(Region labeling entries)
..........

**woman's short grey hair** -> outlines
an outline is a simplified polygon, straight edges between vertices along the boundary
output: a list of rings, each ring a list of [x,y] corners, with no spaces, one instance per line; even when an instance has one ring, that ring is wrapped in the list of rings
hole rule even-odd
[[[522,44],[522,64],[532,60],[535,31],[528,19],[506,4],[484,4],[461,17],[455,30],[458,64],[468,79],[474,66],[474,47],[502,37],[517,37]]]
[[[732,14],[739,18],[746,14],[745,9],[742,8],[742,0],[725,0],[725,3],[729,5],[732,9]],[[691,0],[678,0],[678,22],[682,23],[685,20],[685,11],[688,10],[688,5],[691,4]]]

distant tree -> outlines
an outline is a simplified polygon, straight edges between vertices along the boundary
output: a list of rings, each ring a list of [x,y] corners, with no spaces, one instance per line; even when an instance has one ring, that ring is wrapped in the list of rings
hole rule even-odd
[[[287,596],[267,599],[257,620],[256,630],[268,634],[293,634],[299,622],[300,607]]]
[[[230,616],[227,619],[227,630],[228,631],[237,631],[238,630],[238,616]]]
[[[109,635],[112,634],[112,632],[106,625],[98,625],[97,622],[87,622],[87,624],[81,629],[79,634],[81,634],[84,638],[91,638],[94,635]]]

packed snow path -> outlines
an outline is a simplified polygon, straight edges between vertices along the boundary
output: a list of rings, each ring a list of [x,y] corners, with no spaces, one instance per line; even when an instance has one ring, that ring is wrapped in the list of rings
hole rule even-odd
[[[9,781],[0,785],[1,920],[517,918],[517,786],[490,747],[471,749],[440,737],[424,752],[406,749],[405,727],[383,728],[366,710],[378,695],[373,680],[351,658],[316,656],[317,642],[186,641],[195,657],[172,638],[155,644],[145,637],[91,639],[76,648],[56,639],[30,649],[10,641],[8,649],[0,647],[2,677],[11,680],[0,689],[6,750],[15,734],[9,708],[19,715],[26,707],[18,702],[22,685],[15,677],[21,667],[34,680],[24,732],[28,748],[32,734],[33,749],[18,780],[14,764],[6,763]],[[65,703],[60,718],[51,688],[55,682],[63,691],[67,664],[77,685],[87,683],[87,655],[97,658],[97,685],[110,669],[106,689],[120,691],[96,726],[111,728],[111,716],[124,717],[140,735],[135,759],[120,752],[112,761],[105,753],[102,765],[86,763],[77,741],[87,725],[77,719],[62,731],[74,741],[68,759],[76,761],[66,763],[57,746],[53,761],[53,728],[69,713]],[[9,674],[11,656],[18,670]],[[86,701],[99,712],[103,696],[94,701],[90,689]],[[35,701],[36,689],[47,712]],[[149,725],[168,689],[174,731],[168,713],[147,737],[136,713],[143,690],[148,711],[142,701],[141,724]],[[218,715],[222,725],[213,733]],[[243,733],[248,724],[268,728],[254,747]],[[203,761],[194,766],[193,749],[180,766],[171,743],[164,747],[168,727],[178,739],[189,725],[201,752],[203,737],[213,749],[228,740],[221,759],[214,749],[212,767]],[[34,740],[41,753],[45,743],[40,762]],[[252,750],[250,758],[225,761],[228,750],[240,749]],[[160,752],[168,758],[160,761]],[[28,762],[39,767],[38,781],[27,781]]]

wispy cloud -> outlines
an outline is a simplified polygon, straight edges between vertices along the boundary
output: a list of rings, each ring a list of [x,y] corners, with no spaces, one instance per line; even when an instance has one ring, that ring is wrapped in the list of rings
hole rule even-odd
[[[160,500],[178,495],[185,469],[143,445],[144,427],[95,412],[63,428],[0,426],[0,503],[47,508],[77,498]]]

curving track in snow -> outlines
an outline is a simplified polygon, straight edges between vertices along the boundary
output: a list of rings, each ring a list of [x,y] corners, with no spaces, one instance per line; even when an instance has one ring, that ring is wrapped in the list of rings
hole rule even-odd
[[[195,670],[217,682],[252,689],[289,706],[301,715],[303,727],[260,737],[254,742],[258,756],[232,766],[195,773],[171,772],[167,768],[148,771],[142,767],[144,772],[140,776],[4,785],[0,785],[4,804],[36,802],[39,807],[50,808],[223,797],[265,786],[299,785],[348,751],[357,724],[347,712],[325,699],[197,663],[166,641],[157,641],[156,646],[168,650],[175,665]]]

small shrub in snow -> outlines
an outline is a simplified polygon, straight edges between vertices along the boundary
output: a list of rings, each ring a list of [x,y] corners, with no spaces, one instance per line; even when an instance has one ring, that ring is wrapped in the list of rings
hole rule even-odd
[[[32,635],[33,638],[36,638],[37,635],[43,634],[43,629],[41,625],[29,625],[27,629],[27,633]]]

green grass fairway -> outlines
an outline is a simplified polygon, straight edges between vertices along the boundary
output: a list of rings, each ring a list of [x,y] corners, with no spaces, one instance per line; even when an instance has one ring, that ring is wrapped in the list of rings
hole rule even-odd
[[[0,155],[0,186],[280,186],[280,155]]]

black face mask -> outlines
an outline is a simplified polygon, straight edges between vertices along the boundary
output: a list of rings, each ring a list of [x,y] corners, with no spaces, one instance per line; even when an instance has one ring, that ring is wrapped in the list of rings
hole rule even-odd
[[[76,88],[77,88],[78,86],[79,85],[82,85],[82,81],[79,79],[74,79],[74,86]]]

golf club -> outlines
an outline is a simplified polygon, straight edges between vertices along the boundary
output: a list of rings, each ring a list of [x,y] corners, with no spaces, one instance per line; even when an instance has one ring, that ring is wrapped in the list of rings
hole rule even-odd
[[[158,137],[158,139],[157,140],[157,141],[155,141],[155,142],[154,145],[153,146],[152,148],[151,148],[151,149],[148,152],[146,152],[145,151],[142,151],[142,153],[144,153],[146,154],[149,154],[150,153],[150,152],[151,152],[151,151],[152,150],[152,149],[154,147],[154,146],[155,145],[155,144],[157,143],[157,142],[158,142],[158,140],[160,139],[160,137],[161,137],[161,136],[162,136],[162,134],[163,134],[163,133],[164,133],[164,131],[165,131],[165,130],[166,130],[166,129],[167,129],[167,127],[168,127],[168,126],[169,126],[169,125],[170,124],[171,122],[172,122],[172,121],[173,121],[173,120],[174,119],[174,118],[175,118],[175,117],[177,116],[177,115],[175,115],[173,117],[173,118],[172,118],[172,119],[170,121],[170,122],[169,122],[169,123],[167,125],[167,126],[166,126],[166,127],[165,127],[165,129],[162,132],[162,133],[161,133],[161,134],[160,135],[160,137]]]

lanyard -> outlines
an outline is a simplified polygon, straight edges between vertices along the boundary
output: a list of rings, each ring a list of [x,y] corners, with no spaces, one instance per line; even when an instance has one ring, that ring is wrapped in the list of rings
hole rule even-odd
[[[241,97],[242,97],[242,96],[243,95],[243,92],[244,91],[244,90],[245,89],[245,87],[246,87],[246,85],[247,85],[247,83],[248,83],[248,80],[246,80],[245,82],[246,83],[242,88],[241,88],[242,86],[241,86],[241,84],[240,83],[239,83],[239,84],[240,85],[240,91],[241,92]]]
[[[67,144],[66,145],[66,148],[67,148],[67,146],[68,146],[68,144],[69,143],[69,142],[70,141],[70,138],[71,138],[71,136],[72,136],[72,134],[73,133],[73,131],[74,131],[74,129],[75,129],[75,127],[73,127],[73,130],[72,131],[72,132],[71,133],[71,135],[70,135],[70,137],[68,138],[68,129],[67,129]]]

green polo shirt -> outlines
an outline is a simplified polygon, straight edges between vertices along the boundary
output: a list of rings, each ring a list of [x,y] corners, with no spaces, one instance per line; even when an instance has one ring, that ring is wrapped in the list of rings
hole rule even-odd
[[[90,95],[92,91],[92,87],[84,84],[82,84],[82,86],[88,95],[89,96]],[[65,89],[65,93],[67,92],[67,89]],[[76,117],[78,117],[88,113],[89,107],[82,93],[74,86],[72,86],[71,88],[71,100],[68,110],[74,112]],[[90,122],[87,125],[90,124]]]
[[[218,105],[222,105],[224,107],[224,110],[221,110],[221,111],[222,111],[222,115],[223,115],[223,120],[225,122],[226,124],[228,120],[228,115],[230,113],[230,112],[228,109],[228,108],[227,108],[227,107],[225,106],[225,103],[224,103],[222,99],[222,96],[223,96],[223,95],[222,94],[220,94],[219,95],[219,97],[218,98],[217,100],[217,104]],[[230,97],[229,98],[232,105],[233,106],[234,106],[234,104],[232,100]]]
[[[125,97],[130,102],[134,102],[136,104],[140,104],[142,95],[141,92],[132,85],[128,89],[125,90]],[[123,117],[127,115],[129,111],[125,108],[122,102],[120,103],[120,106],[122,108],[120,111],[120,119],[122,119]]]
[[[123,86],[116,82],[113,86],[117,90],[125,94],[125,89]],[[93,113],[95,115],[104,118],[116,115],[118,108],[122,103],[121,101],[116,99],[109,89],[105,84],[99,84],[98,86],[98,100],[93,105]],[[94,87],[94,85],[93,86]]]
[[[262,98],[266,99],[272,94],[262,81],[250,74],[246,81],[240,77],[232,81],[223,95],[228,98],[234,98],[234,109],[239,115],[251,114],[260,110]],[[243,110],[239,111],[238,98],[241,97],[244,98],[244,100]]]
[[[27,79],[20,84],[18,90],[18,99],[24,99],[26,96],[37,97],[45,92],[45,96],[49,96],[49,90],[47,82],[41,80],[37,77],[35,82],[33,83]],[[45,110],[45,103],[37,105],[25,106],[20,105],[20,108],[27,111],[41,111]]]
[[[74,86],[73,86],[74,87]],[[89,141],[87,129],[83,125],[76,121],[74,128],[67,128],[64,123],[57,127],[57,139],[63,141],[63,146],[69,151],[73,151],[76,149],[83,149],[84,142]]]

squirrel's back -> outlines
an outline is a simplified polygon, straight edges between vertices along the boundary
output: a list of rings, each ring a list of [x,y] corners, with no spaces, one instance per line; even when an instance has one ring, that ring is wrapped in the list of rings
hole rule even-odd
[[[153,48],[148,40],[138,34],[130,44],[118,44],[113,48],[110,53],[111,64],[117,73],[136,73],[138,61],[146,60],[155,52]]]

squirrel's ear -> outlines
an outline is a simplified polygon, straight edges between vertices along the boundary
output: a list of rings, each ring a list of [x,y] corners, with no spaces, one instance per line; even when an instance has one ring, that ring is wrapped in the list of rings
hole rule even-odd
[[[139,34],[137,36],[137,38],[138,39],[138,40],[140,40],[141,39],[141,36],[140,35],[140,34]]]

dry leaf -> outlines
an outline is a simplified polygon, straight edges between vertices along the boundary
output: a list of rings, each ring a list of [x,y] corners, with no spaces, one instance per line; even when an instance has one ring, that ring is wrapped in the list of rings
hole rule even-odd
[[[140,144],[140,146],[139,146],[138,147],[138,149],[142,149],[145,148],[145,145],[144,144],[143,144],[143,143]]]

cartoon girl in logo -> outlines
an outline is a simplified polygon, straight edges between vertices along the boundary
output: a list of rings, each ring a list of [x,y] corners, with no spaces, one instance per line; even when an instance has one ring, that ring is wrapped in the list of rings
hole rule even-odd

..........

— INSTRUCTION —
List every line above that contains the word "squirrel".

— ANSWER BELOW —
squirrel's back -> outlines
squirrel's ear -> outlines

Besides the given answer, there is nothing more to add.